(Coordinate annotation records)

════════════════

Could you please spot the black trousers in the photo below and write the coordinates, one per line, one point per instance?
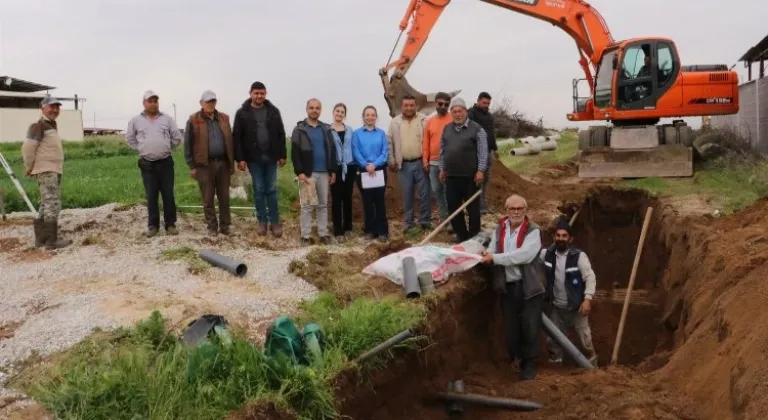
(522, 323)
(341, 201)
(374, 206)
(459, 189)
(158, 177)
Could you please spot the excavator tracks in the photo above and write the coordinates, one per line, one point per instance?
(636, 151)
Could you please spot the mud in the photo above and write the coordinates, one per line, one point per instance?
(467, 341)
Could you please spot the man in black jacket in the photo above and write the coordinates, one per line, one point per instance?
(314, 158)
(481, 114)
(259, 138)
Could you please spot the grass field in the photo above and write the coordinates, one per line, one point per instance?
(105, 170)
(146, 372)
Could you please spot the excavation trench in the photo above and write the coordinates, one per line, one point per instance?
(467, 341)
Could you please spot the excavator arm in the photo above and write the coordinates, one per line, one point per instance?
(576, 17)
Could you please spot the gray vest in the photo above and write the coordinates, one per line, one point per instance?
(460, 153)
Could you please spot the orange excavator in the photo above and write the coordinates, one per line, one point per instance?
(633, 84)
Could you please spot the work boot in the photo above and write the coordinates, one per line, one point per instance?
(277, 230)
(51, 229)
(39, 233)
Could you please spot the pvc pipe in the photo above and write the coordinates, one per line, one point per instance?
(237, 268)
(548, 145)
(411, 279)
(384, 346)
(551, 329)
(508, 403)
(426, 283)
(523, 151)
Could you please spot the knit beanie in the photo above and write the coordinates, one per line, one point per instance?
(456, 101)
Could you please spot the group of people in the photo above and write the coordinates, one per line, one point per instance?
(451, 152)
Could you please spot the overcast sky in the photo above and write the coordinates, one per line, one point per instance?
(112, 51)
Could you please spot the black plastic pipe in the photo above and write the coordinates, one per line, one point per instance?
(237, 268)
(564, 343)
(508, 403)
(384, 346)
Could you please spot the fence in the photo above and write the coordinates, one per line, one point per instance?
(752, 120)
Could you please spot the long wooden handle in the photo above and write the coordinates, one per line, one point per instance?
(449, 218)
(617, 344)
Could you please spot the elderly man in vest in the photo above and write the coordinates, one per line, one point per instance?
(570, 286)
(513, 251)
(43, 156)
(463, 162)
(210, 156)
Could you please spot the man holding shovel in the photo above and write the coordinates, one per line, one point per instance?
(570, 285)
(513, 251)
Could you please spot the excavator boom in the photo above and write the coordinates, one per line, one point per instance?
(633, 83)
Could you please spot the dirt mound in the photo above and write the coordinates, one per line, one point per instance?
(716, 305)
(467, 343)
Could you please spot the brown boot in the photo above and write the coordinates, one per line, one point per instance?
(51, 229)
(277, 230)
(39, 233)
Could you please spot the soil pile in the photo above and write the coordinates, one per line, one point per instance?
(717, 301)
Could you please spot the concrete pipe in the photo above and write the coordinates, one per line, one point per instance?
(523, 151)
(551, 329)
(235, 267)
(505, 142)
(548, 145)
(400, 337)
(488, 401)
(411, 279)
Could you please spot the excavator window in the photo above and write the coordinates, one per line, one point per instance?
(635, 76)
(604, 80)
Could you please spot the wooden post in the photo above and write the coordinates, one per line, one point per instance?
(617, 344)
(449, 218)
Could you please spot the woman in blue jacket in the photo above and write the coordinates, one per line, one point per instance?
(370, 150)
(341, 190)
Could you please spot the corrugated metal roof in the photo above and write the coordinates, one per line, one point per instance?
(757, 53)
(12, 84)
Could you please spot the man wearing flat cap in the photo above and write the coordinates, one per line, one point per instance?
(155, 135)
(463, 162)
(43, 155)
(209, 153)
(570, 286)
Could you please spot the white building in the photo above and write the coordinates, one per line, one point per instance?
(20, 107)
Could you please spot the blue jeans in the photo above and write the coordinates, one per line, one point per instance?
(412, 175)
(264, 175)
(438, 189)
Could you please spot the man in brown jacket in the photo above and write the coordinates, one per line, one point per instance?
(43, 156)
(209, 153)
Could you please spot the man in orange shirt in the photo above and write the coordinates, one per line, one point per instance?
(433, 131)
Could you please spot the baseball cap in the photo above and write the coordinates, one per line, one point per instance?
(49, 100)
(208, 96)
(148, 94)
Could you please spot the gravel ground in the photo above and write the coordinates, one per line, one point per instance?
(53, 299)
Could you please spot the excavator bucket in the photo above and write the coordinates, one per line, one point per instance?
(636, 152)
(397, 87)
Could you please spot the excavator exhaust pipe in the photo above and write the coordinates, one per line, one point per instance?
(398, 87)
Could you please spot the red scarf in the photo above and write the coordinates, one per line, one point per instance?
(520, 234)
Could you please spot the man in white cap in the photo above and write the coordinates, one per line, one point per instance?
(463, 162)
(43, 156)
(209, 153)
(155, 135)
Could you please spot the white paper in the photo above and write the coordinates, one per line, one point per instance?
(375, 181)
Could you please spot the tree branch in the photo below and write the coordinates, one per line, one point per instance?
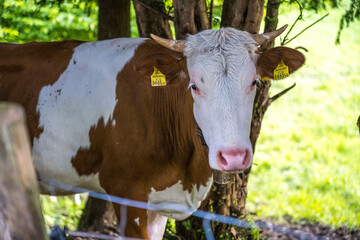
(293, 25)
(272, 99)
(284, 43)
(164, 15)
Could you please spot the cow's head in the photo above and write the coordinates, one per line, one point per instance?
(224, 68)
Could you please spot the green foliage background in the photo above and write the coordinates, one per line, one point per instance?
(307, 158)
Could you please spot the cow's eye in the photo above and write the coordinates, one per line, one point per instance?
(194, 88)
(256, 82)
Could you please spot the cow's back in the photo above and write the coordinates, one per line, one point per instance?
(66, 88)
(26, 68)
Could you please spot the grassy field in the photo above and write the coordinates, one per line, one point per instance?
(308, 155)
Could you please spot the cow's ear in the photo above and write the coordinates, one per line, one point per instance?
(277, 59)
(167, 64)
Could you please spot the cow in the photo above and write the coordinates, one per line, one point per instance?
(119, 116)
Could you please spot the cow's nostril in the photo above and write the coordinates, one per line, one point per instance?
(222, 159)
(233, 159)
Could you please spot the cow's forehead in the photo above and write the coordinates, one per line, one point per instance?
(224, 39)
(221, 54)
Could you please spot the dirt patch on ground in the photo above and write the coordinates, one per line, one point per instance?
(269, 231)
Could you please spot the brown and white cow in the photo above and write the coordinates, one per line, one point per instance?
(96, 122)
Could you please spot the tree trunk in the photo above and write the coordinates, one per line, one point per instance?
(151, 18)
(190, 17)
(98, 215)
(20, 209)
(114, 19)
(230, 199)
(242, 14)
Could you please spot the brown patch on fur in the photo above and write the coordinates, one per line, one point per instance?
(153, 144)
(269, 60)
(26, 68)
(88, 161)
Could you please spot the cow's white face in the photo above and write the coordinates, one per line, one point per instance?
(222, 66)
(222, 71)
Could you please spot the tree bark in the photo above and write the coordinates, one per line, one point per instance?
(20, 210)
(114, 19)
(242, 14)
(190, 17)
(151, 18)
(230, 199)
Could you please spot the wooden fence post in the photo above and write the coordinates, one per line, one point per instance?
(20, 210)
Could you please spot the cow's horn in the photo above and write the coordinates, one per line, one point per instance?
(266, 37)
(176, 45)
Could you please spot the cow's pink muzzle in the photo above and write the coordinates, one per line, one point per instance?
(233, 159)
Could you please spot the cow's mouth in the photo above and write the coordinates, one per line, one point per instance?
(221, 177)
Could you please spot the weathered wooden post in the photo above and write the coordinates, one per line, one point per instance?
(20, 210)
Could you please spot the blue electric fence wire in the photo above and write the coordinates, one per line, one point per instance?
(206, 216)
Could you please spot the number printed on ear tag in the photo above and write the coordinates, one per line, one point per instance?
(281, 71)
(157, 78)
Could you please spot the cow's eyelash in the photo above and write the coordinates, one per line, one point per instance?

════════════════

Exactly repeat the lines from the line that contains "Could you please spot the cow's horn" to the end of the entries, both included, and leave out all other lines.

Solution for this problem -
Could you please spot the cow's horn in the photo above and write the coordinates, one per line, one point per instance?
(266, 37)
(176, 45)
Could you please spot the cow's pink muzzle in the photo above and write the coordinates, one per line, one point per instance?
(233, 159)
Could you please spot the cow's mouth in the photo above and write the coordinates, one per line, one point per instance?
(221, 177)
Could you please spot the weathered wooden post in the photo above and write the coordinates, one per line, one point per instance?
(20, 210)
Could you please spot the blue electric fence wire in the photo above and write the coordinates, one per line, one point per instance?
(206, 216)
Could you please spot the number printed on ear tag in the photo above and write the coordinates, one per line, one point per instance?
(281, 71)
(157, 78)
Could you please spot the cow's eyelash in the photo above and write the coordinates, one per line, one point per instance?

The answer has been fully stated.